Aim = Write out again only the lines running from the one that contains "Put a dot on each instance of the brown" to the end of the records below, including both the first and the last.

Collected data entries =
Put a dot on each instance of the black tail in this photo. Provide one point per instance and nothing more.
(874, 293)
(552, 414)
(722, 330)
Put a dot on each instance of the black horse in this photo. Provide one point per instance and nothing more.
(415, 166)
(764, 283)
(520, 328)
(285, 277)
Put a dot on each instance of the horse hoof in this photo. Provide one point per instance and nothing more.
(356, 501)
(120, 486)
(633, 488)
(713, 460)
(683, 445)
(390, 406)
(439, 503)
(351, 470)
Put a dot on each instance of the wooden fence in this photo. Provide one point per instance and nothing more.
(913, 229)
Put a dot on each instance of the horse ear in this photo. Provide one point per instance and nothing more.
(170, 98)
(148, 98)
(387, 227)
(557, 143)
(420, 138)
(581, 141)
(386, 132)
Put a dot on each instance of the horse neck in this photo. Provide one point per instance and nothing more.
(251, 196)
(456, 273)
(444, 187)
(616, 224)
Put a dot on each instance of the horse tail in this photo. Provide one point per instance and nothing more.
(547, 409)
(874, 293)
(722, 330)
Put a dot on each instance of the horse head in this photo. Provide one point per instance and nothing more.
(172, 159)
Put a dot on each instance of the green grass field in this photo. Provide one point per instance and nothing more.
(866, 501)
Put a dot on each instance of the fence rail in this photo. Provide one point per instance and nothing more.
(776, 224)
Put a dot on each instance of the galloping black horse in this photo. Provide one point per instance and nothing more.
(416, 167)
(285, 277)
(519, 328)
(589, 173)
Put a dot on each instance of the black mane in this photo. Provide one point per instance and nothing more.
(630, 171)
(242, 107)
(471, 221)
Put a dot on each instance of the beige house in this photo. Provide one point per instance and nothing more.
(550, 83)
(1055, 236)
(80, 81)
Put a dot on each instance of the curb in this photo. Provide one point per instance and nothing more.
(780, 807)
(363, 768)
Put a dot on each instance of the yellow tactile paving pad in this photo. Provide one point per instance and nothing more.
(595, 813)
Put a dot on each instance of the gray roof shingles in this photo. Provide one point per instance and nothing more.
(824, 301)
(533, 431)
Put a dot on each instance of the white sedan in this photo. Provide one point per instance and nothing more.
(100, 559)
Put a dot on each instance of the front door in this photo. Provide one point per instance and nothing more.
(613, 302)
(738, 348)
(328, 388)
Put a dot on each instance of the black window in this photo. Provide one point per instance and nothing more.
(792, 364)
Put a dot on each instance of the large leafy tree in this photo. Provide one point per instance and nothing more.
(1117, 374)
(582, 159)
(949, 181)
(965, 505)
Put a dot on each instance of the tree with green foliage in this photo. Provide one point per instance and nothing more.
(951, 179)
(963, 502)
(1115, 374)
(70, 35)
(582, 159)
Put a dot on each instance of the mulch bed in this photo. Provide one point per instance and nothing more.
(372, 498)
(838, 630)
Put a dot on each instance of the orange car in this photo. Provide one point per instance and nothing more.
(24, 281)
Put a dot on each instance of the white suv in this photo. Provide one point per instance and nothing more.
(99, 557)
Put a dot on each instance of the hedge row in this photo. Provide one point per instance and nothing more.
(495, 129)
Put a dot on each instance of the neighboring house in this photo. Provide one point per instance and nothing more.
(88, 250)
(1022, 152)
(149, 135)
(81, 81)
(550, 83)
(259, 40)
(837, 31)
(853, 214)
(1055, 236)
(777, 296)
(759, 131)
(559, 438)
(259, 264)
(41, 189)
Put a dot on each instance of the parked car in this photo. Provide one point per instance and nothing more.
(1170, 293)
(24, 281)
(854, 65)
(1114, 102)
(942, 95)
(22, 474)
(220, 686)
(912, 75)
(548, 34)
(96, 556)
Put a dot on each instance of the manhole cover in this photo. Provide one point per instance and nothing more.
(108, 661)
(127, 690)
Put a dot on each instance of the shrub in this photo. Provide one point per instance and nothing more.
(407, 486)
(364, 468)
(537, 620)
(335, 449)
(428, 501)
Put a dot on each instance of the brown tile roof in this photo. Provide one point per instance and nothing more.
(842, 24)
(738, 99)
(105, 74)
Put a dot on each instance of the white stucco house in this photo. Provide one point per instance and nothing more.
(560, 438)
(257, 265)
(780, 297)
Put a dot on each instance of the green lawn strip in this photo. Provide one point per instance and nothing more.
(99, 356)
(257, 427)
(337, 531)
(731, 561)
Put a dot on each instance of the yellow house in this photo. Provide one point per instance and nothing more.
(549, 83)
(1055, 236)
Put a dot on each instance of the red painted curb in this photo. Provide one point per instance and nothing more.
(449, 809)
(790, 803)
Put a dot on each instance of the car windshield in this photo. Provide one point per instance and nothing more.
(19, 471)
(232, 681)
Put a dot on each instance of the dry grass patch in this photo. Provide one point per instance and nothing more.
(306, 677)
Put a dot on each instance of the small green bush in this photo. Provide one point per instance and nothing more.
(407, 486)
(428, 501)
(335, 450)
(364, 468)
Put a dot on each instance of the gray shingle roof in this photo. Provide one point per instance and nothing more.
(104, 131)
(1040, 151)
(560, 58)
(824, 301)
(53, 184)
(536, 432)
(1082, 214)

The response =
Put a dot on each instance of the brown tile roof in this photo. Provide one point per instance and nothing more.
(842, 24)
(738, 99)
(105, 74)
Put a dot on each instance of the white stucco house in this photo. Provide one point per instance and nothing more.
(560, 438)
(257, 265)
(780, 297)
Put a dot on each instance of the green lawn strip in this photo. Provide one point per instance and nothing more.
(99, 356)
(257, 427)
(337, 531)
(731, 561)
Put a dot on each instance of the yellow house in this photo. Provide one point per instance and nothing more.
(549, 83)
(1055, 236)
Put a dot on each instance of the red painted curb in this photo. Provide one point per instance and nothing more.
(449, 809)
(790, 803)
Put a dot on each instance of the car windshield in this photo. Provide one point per instance and nothing more.
(19, 471)
(232, 681)
Put a dot on each instance of the dry grass patch in this photo. Provide one point per instance and nothing more.
(306, 677)
Put a dot on each instance of the small green bush in this photo. Provide one point per instance and nothing more.
(407, 486)
(428, 501)
(335, 450)
(364, 468)
Put a dot on each instance of the gray shingle roof in this photo. Provide one point per instance and nothing more.
(104, 131)
(1040, 151)
(560, 58)
(824, 301)
(53, 184)
(536, 432)
(1082, 214)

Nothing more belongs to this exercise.